Study text »
━━━━━━━━━━━━━━━━
1/ Turing completeness is not a desirable property for smart contracts. What you mean/want here is expressiveness i.e, developers can easily write any logic.
You can be expressive with *decidable* languages. Being Turing complete i.e, not decidable is a security problem.
2/ There is nothing fundamental about Bitcoin that stops smart contracts.
Bitcoin designers, very carefully, built it so that the base layer has a small attack vector (i.e, limited script).
This leaves several options open to implementing smart contracts.
3/ Bitcoin smart contracts, like it or not, are already here.
In fact, they’re more powerful because (a) Bitcoin has established itself as a trillion dollar hard money, (b) they benefit from the secure base layer, and (c) the settlement design is scalable.
4/ Eth 2 research after playing around with “sharding” type ideas is effectively dropping the concept of smart contracts on multiple shards.
Layer 2s are a lot more realistic. So what’s the difference between layer 2 contracts on Eth PoW vs layer 2 contracts on BTC PoW? A: None
5/ Lets put layer 2s aside.
Breakthroughs like PoX consensus (that enables state changes on Bitcoin) and Clarity language (which has direct visibility into Bitcoin state) means that developers can built anything they can build in Solidity directly on Bitcoin.
6/ The only valid argument for Ethereum and Bitcoin differences when it comes to smart contracts is that (a) there are certain lego blocks on Eth (like AMMs, stablecoins) that are not yet on BTC, and (b) there are more developers currently building on Ethereum.
━━━━━━━━━━━━━━━━
Task instructions »
In the Bitcoin smart contracts thread, copy the passage that begins at the words that have "You can be expressive" and stops after "implementing smart contracts.", swapping "attack vector" for "attack surface".
━━━━━━━━━━━━━━━━
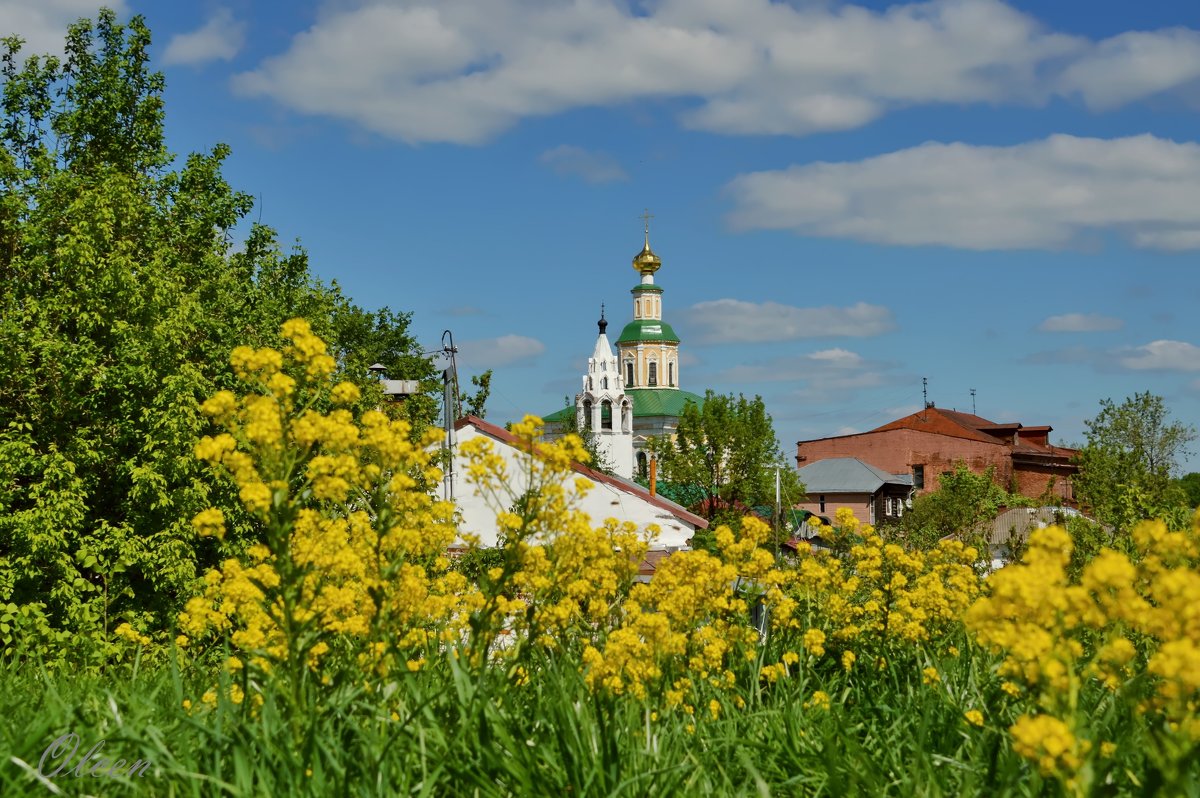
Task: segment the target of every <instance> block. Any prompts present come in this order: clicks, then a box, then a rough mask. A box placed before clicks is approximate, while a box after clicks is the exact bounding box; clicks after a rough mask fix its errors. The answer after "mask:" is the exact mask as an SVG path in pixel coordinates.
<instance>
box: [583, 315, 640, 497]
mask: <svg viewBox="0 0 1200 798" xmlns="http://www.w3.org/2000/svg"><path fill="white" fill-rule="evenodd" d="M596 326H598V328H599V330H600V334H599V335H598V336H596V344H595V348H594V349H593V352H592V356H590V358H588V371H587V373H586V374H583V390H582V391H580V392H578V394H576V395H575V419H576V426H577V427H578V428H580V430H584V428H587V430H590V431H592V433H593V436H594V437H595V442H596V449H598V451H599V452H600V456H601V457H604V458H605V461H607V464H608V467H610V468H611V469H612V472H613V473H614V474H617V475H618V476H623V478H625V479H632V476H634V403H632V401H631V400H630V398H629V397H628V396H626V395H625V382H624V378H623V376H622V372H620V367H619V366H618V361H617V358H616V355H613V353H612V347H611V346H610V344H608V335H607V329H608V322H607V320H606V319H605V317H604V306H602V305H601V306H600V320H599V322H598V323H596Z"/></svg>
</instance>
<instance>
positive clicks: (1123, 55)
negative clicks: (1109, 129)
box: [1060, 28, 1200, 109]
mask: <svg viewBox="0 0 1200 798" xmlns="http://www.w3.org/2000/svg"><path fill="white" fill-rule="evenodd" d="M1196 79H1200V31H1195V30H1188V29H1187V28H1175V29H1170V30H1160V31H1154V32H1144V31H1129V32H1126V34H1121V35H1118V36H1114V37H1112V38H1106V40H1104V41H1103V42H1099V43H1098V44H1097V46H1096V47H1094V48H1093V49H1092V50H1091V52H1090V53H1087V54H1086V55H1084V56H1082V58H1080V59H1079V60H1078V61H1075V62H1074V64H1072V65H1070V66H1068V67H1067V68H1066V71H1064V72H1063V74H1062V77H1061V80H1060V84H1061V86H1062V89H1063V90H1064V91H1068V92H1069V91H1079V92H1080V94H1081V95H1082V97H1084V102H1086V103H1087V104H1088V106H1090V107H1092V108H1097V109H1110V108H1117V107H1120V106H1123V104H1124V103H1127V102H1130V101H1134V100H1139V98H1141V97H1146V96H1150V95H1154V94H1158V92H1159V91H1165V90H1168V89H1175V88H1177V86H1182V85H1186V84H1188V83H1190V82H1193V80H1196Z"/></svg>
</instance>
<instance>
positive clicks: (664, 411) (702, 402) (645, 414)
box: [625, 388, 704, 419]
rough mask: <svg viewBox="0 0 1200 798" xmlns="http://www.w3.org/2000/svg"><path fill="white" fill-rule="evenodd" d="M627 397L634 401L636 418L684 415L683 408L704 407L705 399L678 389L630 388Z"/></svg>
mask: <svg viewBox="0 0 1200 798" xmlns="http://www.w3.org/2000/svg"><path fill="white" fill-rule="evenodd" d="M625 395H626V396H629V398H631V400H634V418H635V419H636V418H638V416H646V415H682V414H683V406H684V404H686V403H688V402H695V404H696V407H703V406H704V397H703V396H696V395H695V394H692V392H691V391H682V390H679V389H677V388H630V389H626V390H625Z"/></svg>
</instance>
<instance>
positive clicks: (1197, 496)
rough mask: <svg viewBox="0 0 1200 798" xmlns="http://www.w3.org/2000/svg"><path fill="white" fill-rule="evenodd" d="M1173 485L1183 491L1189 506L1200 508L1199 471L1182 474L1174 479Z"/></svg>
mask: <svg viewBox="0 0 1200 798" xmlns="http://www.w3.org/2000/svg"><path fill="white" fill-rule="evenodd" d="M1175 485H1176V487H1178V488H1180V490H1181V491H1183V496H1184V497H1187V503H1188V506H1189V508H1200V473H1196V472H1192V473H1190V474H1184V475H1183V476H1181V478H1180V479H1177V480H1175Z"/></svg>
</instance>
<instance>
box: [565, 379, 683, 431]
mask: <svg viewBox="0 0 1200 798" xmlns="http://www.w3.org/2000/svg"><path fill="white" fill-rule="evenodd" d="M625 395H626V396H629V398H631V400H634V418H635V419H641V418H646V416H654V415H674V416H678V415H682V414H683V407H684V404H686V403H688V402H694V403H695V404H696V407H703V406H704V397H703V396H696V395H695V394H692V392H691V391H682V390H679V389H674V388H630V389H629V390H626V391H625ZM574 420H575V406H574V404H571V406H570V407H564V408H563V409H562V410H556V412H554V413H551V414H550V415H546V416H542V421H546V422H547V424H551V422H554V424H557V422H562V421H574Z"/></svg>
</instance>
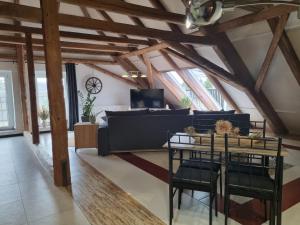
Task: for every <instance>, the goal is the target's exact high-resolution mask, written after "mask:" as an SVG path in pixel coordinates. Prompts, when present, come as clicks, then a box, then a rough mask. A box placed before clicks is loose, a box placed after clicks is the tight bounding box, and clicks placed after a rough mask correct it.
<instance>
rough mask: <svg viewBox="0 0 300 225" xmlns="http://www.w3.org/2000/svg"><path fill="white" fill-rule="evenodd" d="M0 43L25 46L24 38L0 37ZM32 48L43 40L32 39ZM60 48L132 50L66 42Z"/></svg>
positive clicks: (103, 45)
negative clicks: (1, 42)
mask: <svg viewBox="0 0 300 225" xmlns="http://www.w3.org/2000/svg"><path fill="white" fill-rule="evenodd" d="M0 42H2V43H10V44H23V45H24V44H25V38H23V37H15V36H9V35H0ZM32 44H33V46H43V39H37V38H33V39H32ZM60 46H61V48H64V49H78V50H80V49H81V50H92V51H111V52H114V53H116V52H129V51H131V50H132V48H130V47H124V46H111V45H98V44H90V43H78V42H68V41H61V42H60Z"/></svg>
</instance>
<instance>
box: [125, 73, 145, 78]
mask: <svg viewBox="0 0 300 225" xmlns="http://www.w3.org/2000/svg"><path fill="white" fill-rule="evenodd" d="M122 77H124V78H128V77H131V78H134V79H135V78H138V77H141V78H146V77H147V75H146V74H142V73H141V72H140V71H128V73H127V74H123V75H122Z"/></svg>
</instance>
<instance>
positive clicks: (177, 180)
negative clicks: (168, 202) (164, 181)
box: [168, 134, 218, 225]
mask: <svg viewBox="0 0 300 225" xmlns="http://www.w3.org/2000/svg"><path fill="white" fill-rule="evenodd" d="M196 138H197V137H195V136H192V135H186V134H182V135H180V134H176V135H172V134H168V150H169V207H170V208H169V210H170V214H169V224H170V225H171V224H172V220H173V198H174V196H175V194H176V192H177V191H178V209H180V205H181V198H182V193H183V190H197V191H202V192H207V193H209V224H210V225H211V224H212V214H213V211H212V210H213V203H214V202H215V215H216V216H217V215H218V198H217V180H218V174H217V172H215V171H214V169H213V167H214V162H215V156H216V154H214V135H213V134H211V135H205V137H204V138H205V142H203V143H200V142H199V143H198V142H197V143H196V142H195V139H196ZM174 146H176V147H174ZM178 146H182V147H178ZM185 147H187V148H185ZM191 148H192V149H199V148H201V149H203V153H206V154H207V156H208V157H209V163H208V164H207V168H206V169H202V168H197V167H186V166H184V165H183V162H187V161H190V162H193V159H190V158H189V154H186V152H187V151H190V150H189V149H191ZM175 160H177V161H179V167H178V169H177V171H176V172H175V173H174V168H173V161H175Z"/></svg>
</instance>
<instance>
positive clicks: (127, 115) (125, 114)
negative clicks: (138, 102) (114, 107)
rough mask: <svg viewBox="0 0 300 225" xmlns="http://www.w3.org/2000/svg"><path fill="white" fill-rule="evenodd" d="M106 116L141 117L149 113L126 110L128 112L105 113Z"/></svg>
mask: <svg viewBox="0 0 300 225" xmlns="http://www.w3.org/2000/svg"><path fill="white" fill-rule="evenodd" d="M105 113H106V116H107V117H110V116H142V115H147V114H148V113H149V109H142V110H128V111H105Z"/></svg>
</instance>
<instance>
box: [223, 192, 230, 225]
━━━━━━━━━━━━━━━━
Solved exercise »
You can be expressive with *decidable* languages. Being Turing complete i.e, not decidable is a security problem.
2/ There is nothing fundamental about Bitcoin that stops smart contracts.
Bitcoin designers, very carefully, built it so that the base layer has a small attack surface (i.e, limited script).
This leaves several options open to implementing smart contracts.